Set exercise 1: Summarize the passage on the federal procurement integrity regime in exactly two sentences.
[Text passage start]
In a significant departure from the previous integrity provisions, under the new regime, the Minister may suspend a supplier from participating in a procurement process for up to 18 months if the supplier has admitted  to, or been charged with, any of the enumerated offenses. This period may be extended if the court proceedings continue beyond the 18-month period. However, this section also allows the Minister to abridge or suspend the period of suspension and allow a supplier the opportunity to compete for future government contracts if it enters into an Administrative Agreement. If a supplier does not have  an Administrative Agreement in place when a particular procurement process is initiated, the supplier will be ineligible to receive a contract if it is suspended under this provision.

The suspension provision is an important change arising from the Ineligibility and Suspension Policy. Concern has been expressed that a suspension, without first having a conviction, runs counter to Canada’s justice system which presumes everyone to be innocent until proven guilty. That (important) point noted, the revised integrity regime provides that suppliers who have been charged (but not convicted) with an enumerated offense, and who have been suspended, may have that suspension revoked by the Minister if the supplier enters into an Administrative  Agreement.

f) Ineligible Subcontractors

In another noteworthy change, suppliers face a 5-year debarment if they engage a subcontractor, or an affiliate of the subcontractor, who has been convicted of one of the enumerated offenses. This provision is of particular importance for general contractors who must now ensure that their subcontractors or their affiliates have not been convicted of the enumerated offenses.

g) Advance Determinations

A supplier may request an advance determination about whether or not it is ineligible to receive a contract from the GoC. A supplier can submit information to show why  it should not be declared ineligible notwithstanding the charges or convictions. The Minister may request further information, or retain a Third Party Monitor, to validate the information provided. If the Minister determines that a supplier is ineligible, the supplier’s only recourse is to the Federal Court of Canada by way of judicial review.  In other words, there is no appeal process to review the Minister’s decision.

h) Advanced Warning of Ineligibility or Suspension

If the Minister believes that a supplier is ineligible to receive a contract, he can issue a Notice of Intention  to Declare Ineligible/Suspend. Upon receiving this Notice, a supplier will then have 30 days to respond to this Notice, setting out why the supplier should not be declared ineligible. Suppliers who are declared ineligible or suspended will be included on a list that will be made public.

i) Administrative Agreements

As we noted above, the Ineligibility and Suspension Policy permits a supplier to enter into an Administrative Agreement, the effect of which is to lessen the period of certain debarment and suspension. Under an Administrative Agreement, the supplier will generally agree to a separation of employees from management or programs; implementation or extension of compliance programs; employee training and information; outside auditing; access to contractor records; or some other form of remedial or compliance measure.

If an ineligible supplier wants to participate in a procurement process that is underway, but does not yet have an Administrative Agreement in place, it will not be permitted to receive a contract in that solicitation.

Another important change in the Ineligibility and Suspension Policy grants contract authorities some flexibility to permit the supplier to carry on with an ongoing contract, rather than automatically terminating the contract in the event the supplier is convicted of an enumerated offense.
[Text passage end]
[Given records start]
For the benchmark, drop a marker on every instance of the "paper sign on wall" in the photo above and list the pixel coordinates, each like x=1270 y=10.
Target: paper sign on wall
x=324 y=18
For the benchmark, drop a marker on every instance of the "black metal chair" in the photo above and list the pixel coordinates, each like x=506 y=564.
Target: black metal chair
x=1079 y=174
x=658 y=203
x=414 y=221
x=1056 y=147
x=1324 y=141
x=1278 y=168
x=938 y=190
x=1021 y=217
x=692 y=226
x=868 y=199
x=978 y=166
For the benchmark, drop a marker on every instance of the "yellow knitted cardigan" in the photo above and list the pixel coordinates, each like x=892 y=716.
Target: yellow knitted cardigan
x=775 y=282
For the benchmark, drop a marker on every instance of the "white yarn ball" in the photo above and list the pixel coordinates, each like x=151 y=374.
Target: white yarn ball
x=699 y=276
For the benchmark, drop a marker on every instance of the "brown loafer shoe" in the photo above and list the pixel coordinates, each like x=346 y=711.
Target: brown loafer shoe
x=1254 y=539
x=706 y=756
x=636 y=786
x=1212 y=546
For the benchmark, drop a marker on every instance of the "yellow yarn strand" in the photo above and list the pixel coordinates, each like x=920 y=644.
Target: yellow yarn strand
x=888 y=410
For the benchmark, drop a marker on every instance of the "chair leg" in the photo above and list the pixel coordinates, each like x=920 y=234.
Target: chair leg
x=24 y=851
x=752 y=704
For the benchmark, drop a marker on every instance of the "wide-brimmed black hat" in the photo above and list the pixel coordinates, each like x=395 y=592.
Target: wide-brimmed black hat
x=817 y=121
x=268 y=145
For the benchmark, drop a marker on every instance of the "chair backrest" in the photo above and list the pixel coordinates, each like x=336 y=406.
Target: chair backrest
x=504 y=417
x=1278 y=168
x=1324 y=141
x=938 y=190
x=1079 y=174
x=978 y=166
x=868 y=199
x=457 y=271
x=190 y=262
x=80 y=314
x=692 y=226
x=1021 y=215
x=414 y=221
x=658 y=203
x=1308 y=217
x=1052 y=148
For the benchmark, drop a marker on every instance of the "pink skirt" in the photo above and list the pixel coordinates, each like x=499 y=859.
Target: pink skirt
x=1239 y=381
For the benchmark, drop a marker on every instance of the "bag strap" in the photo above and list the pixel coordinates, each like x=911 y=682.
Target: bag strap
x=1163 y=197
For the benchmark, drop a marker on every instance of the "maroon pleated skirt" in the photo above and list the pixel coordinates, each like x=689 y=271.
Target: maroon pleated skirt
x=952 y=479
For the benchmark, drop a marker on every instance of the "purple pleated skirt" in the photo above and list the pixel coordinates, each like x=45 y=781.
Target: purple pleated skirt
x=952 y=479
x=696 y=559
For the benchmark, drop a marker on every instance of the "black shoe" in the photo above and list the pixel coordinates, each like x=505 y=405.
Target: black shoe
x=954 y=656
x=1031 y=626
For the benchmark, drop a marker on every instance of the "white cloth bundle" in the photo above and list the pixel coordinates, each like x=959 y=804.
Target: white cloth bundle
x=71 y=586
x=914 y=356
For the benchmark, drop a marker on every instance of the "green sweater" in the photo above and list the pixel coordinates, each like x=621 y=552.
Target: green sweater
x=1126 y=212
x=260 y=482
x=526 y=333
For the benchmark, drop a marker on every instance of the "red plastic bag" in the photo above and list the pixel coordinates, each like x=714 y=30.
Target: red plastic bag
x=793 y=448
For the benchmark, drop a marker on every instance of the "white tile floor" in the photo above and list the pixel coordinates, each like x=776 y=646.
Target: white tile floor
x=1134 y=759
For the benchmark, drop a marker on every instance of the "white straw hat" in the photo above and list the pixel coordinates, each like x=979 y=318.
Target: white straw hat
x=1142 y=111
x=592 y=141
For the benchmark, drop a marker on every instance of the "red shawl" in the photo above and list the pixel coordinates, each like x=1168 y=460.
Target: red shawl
[Given records end]
Set exercise 2: Gather every line of the listing above that contains the string "floor", treating uppercase and lowercase letters as distinct.

Complete answer 1: Under the revised integrity regime, the Minister may suspend a supplier that has admitted to, or been charged with, an enumerated offense for up to 18 months, but may shorten or lift that suspension if the supplier enters into an Administrative Agreement. The regime also imposes a 5-year debarment on suppliers that engage a convicted subcontractor or affiliate, allows suppliers to seek advance determinations of ineligibility and to respond within 30 days to a Notice of Intention, and permits ongoing contracts to continue rather than be terminated automatically upon a conviction.

Complete answer 2:
For the benchmark, drop a marker on every instance of the "white tile floor" in the photo above and list the pixel coordinates, each like x=776 y=646.
Target: white tile floor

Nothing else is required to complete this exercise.